## Provided records
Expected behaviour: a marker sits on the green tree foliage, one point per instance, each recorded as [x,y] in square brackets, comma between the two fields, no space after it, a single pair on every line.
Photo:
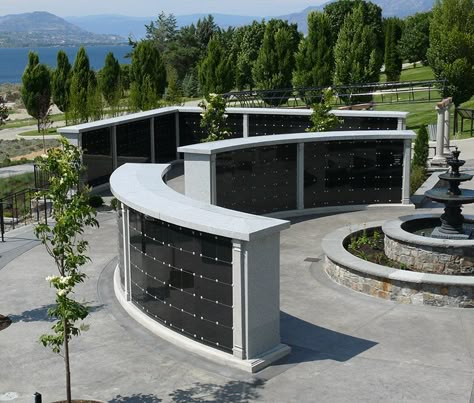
[4,111]
[356,54]
[393,60]
[214,118]
[61,82]
[63,241]
[415,38]
[109,81]
[321,119]
[337,12]
[250,38]
[421,148]
[216,73]
[148,77]
[314,61]
[451,51]
[274,65]
[36,90]
[79,90]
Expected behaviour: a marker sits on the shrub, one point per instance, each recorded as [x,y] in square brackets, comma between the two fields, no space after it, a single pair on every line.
[96,201]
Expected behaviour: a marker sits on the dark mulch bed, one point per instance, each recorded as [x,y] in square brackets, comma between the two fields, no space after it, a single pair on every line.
[4,322]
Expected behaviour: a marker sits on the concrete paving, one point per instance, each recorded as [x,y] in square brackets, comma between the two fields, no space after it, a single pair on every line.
[347,347]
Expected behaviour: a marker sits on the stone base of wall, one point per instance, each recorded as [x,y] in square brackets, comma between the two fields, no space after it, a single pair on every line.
[431,259]
[400,291]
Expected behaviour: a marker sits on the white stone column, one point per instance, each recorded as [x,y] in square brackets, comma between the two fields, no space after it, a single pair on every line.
[406,172]
[152,139]
[126,252]
[246,125]
[238,297]
[439,159]
[113,134]
[300,176]
[447,128]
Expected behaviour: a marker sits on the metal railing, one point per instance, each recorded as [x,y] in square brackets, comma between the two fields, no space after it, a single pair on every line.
[22,208]
[378,93]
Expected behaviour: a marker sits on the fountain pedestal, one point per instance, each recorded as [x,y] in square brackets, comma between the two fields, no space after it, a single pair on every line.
[453,198]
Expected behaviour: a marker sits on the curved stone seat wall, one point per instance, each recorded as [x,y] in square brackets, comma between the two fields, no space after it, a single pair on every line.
[203,277]
[301,173]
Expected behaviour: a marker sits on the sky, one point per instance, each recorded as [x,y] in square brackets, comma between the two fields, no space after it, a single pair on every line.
[142,8]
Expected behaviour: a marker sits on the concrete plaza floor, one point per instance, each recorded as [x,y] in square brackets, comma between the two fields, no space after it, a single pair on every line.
[346,346]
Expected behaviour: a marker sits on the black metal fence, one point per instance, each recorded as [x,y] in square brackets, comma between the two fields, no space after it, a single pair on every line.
[22,208]
[377,93]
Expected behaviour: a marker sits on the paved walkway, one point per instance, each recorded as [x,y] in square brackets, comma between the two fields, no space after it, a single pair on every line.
[346,346]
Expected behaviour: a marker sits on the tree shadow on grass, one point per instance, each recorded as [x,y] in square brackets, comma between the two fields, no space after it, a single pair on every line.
[136,398]
[41,314]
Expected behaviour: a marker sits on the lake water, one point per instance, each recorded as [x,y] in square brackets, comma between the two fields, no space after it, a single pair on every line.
[13,60]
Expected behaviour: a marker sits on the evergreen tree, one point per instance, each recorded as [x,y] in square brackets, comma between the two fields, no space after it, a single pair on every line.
[216,74]
[148,77]
[36,90]
[274,65]
[356,54]
[393,60]
[61,82]
[451,51]
[250,41]
[314,61]
[79,90]
[415,38]
[109,81]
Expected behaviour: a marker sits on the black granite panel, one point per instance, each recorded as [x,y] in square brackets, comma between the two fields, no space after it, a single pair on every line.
[183,279]
[257,180]
[263,125]
[367,123]
[352,172]
[133,142]
[165,138]
[97,155]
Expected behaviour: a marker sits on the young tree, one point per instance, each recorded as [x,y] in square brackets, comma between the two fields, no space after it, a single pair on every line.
[63,241]
[214,118]
[321,119]
[274,65]
[109,81]
[61,82]
[148,77]
[36,90]
[415,38]
[451,51]
[393,60]
[4,111]
[216,73]
[356,54]
[79,90]
[314,61]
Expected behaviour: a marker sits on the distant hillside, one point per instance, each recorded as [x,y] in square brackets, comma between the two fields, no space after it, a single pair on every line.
[135,26]
[390,8]
[45,29]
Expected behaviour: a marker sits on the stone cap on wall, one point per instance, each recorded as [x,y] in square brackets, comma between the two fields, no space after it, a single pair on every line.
[216,147]
[142,188]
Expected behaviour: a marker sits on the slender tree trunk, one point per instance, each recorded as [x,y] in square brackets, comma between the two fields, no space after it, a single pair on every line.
[66,362]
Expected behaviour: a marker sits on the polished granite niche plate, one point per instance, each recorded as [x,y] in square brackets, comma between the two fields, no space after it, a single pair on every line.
[183,279]
[352,172]
[257,180]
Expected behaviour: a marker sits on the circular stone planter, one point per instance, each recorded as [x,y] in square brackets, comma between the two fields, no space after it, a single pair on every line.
[425,254]
[402,286]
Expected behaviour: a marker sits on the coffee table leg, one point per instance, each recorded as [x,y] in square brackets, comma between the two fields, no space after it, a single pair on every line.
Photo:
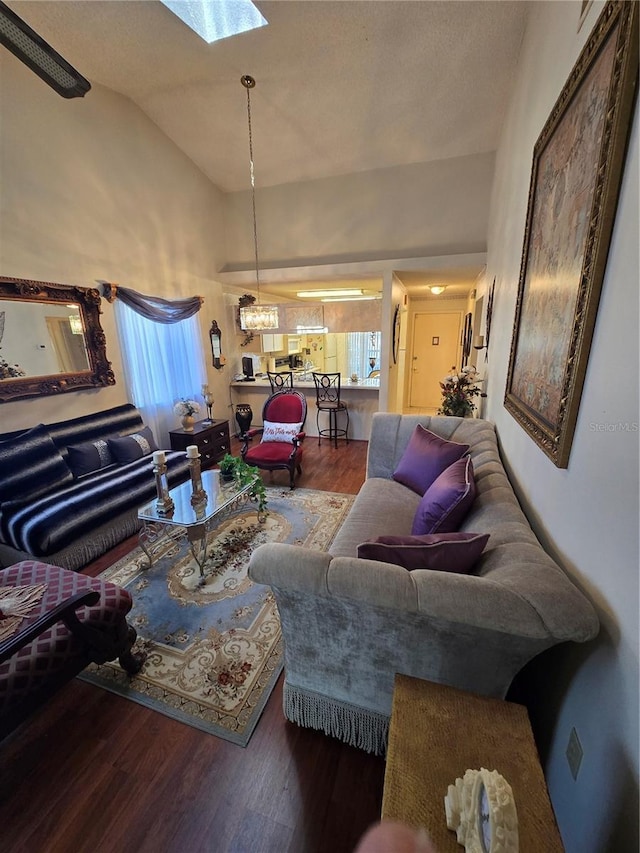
[197,536]
[150,534]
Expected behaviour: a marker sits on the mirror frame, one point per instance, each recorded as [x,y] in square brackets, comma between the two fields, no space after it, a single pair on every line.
[99,373]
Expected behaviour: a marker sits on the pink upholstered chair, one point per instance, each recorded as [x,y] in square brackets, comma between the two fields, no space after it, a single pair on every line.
[75,621]
[283,417]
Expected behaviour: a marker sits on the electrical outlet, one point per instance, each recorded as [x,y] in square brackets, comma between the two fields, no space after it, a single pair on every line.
[574,753]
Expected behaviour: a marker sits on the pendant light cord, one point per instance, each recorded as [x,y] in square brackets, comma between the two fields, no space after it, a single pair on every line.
[249,83]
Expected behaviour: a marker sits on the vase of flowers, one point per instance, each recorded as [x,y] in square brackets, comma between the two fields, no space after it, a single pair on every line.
[458,392]
[185,410]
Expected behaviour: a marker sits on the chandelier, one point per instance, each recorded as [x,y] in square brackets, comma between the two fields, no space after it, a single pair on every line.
[257,317]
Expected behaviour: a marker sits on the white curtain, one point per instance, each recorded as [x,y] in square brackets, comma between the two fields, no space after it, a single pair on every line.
[162,364]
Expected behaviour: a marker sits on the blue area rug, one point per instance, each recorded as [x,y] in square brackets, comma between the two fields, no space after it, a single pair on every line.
[214,651]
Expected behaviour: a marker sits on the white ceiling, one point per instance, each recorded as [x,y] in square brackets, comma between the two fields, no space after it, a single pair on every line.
[342,86]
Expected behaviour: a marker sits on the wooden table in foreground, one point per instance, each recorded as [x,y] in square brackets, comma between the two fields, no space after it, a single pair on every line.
[437,733]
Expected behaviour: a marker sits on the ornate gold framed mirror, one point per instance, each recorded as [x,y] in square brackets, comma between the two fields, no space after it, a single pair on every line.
[51,340]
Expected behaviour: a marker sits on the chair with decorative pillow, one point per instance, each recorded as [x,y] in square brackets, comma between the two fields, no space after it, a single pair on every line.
[280,448]
[53,623]
[280,381]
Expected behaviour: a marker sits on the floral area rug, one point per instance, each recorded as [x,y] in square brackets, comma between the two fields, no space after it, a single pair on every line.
[214,651]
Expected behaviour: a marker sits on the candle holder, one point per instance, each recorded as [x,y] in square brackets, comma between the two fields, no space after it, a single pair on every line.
[164,501]
[208,399]
[198,494]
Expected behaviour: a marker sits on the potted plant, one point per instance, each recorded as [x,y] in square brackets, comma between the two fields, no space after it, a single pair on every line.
[235,468]
[458,392]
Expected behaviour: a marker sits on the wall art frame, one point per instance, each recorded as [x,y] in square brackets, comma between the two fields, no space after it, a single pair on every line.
[577,168]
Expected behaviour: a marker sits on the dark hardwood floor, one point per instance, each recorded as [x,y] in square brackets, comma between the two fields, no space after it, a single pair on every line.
[92,771]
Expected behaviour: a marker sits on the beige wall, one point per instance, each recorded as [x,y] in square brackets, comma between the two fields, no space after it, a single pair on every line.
[424,209]
[92,190]
[586,515]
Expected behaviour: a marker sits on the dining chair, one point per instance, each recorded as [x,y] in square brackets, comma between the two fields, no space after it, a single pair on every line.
[328,401]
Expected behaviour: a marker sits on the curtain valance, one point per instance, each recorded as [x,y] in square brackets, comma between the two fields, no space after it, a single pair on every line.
[153,307]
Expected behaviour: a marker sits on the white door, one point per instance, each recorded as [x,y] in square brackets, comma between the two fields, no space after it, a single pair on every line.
[435,350]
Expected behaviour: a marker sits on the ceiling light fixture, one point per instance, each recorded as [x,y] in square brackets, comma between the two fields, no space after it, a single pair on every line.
[318,294]
[257,317]
[25,43]
[349,298]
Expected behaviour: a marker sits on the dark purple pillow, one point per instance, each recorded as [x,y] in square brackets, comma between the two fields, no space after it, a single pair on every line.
[442,552]
[425,458]
[445,504]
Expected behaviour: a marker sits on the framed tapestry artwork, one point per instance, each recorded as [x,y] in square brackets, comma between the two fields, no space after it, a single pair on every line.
[577,167]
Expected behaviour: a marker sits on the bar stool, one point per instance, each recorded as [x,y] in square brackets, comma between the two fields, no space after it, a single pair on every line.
[328,400]
[280,381]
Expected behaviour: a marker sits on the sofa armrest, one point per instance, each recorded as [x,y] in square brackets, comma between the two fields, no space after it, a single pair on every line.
[470,600]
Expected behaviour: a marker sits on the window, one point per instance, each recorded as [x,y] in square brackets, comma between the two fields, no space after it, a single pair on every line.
[363,353]
[162,363]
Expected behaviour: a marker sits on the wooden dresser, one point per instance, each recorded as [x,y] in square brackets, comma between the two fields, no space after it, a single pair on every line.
[437,733]
[211,439]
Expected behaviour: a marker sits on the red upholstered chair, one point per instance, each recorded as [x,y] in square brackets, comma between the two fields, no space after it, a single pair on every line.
[283,417]
[76,621]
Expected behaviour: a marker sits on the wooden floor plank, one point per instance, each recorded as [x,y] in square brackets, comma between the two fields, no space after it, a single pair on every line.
[94,772]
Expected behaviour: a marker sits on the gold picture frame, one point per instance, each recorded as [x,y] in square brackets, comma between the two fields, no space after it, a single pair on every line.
[575,180]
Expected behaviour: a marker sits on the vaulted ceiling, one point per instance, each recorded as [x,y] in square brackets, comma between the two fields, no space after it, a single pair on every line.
[342,87]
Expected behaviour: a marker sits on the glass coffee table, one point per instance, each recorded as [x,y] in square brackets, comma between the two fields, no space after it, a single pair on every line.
[193,522]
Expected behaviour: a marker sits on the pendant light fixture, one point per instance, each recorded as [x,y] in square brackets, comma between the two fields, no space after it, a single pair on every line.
[257,317]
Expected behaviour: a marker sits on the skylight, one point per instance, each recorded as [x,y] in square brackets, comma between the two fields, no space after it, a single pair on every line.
[213,20]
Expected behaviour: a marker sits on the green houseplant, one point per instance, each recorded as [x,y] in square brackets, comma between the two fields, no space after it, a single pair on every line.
[235,468]
[458,392]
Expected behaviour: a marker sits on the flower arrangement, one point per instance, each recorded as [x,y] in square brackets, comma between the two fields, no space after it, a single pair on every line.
[186,407]
[458,391]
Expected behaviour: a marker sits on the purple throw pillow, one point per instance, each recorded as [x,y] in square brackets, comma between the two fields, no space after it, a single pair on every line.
[442,552]
[425,458]
[447,501]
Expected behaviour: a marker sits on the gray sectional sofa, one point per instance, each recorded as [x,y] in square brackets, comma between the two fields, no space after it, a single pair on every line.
[350,624]
[52,511]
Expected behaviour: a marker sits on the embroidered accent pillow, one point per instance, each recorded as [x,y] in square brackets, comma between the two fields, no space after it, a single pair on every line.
[280,432]
[442,552]
[31,463]
[132,447]
[445,504]
[425,458]
[89,456]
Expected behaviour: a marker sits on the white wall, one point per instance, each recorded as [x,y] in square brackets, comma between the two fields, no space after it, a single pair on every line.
[586,515]
[91,189]
[423,209]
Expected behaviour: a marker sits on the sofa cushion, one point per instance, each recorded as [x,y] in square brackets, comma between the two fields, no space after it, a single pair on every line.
[132,447]
[447,501]
[443,552]
[44,525]
[280,432]
[89,456]
[425,458]
[31,464]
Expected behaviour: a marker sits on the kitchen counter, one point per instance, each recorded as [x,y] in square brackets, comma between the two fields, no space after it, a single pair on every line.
[361,398]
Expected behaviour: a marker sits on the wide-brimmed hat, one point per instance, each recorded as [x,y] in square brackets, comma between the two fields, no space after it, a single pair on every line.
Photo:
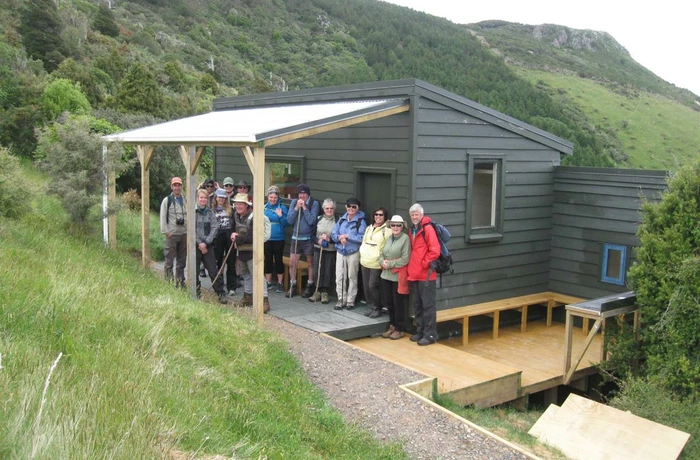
[396,219]
[241,198]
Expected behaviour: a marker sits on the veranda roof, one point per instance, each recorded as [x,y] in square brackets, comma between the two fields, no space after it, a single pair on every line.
[253,126]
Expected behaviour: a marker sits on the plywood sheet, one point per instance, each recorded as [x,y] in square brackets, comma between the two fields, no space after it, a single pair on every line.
[585,429]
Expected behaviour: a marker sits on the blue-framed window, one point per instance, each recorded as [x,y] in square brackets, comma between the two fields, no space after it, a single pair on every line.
[614,265]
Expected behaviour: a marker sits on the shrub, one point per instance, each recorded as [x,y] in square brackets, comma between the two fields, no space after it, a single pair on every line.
[666,279]
[131,199]
[13,187]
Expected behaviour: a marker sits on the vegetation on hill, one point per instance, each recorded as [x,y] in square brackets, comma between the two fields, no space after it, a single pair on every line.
[101,359]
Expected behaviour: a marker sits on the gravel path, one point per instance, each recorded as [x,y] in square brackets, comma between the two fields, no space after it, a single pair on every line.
[365,389]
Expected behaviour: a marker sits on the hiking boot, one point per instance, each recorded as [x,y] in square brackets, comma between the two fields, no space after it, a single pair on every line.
[292,291]
[386,334]
[246,301]
[308,291]
[396,335]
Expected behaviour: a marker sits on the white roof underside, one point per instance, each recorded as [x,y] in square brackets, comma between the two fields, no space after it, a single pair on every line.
[249,125]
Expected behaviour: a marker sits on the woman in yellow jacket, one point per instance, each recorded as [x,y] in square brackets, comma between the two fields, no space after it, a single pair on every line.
[370,254]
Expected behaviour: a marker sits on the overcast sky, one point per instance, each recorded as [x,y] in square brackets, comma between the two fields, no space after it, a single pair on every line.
[662,36]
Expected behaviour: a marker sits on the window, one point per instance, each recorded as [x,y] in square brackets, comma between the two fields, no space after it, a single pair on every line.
[614,264]
[285,174]
[485,193]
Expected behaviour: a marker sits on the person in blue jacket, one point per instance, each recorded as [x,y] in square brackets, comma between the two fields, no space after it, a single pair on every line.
[303,217]
[347,235]
[274,247]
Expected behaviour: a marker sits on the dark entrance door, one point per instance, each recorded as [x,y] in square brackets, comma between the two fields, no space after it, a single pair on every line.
[375,190]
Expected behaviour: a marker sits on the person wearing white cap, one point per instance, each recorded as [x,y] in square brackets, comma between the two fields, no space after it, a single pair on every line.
[394,279]
[242,237]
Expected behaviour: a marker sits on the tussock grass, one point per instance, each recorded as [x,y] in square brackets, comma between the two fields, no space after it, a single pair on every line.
[146,372]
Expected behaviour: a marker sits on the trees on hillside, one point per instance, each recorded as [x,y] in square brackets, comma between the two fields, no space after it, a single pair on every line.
[666,279]
[41,33]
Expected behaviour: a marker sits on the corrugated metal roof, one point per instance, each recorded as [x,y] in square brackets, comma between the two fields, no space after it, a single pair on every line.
[250,125]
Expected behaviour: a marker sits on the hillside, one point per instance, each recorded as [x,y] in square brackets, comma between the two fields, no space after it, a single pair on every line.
[168,59]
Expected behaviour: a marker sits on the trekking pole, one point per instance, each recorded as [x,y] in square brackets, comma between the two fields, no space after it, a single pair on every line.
[223,264]
[293,273]
[318,275]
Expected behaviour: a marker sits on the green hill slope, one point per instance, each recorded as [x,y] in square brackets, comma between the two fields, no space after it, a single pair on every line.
[188,52]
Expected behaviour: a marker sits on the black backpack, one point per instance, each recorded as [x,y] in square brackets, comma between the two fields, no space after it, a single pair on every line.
[443,264]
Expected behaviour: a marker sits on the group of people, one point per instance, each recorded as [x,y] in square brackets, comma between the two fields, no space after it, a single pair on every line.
[392,256]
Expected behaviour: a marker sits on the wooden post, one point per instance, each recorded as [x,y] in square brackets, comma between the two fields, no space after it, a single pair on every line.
[187,153]
[258,230]
[145,154]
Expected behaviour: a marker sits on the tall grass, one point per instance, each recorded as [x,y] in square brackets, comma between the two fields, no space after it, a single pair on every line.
[146,372]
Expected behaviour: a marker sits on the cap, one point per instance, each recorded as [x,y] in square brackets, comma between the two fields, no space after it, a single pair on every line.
[241,198]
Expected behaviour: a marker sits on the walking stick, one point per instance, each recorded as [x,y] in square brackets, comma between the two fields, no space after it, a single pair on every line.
[296,245]
[318,275]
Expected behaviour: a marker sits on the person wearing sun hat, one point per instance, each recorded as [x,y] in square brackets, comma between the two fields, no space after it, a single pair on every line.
[394,258]
[274,247]
[242,237]
[302,217]
[173,218]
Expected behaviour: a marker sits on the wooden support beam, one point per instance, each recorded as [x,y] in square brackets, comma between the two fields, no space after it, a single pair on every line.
[258,230]
[248,155]
[145,155]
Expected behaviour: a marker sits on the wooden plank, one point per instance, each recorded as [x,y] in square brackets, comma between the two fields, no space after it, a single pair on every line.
[584,429]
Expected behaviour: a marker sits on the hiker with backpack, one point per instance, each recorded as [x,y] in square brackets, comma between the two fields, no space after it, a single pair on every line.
[173,217]
[303,217]
[324,252]
[370,251]
[425,249]
[347,234]
[394,282]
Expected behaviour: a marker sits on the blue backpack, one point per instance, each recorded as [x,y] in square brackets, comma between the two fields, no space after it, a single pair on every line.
[443,264]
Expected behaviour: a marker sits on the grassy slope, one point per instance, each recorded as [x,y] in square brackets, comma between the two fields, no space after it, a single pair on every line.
[145,370]
[655,131]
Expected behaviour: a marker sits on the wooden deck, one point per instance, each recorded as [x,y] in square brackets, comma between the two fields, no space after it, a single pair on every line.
[489,371]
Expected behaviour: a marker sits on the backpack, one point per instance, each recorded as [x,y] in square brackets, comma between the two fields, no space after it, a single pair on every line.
[443,264]
[267,231]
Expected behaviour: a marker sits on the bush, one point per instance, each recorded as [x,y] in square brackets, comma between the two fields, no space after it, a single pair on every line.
[666,279]
[131,199]
[13,187]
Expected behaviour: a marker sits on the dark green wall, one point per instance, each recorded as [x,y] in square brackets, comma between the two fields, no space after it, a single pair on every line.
[593,206]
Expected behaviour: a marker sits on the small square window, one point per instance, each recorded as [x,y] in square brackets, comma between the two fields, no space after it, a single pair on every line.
[285,175]
[614,265]
[485,197]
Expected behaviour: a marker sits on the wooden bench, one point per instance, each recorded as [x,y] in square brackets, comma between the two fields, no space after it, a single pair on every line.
[302,267]
[494,308]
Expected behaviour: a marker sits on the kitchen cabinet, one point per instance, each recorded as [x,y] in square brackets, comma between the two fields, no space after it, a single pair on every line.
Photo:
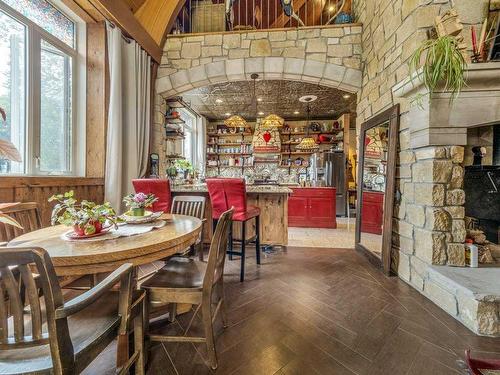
[312,208]
[372,212]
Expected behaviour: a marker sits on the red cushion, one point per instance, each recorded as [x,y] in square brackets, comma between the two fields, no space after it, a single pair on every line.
[226,193]
[252,211]
[159,187]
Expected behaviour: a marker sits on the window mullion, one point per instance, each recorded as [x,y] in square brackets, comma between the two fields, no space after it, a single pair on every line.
[34,101]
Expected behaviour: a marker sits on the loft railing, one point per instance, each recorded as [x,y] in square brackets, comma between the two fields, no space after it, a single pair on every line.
[205,16]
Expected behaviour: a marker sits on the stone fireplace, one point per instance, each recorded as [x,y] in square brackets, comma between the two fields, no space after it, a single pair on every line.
[429,219]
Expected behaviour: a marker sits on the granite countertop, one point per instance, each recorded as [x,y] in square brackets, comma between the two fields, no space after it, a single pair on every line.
[202,188]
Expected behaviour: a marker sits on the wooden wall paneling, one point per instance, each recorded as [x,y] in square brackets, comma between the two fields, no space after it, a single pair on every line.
[39,189]
[97,99]
[158,17]
[118,12]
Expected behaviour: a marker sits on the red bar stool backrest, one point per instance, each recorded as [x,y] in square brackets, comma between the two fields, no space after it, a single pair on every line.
[226,193]
[159,187]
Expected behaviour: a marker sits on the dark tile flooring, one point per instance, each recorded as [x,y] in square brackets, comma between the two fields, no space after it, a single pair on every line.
[321,311]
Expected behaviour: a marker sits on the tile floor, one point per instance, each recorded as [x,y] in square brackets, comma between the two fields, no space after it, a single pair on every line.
[320,311]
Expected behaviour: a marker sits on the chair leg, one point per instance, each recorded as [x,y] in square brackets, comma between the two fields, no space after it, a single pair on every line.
[223,303]
[172,312]
[231,243]
[243,243]
[257,238]
[139,343]
[209,333]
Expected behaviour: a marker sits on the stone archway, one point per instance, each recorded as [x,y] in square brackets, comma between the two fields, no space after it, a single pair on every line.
[328,56]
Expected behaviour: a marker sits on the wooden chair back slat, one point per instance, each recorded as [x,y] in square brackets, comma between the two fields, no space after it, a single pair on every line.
[27,214]
[189,205]
[31,291]
[217,252]
[15,301]
[4,334]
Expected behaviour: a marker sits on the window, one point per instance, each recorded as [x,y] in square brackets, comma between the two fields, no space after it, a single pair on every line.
[39,87]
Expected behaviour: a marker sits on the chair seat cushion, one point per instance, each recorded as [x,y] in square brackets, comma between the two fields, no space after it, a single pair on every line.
[251,212]
[93,323]
[178,273]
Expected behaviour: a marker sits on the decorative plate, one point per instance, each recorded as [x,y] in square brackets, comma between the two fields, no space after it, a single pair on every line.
[73,236]
[147,218]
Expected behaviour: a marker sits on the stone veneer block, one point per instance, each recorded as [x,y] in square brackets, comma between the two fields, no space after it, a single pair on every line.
[254,65]
[198,76]
[314,69]
[216,71]
[235,69]
[273,67]
[293,67]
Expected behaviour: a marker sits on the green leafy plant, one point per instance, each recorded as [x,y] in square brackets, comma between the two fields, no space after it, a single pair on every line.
[86,216]
[183,165]
[444,64]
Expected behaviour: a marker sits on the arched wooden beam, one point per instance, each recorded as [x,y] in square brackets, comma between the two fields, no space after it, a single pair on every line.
[158,17]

## Problem requirements
Print again the material above, limited to the lines from the one holding "Expected behaviour: a marker sits on the stone archway, one" through the last, inclusive.

## Solution for this problem
Expected behaviour: a marker sits on the stone archway, one point per instance, each recorded as [x,y] in square brackets, comma between the two fields, no space after it, a single pair on every line.
[328,56]
Expected behaviour: a marker sits on the wooden chair back slat, one point per instance, each recorded as [x,y] in square brackets, comma between the two fields, no space after it, a single pair on every line.
[27,214]
[189,205]
[31,291]
[217,252]
[15,301]
[4,334]
Expected behaviour: a marker sits on the window, one point per instance, each recorded as [x,y] in square brackets, comma between the two fields, no space after it, a single pair on every line.
[39,87]
Expected behaviour: a marker sits on the chair seat cushion, one point per instance, each recorded as [x,y] in square brackets, comma between the two fields, no space after it, a single pair on every line.
[251,212]
[93,323]
[178,273]
Expected behaviour: a marker sits on the decorative plate, one point per instance, each recorded as [x,y] in square brackets, comma between the two fields, no space after it, a single pair on every line.
[73,236]
[147,218]
Expected behaviour: a marker sits on the stone veneer block, one point per instance, each recorded as [x,y] in square brackets, comma between the two fields, no space after it, a single pair on every line.
[254,65]
[198,76]
[314,69]
[216,71]
[235,69]
[273,67]
[293,67]
Expected behaviour: a marker sits on the green leafy plant, one point per instance, each recorded as [x,y] in square brackets, comma between the two fields, no space after it, a single pair on every line.
[86,216]
[183,165]
[444,64]
Expected behaviour: a marker sits on the arched wooden beam, one point per instance, each recorded as [x,y] in square brackets, comma between the two fields, no space after it, a single pair on every line.
[158,17]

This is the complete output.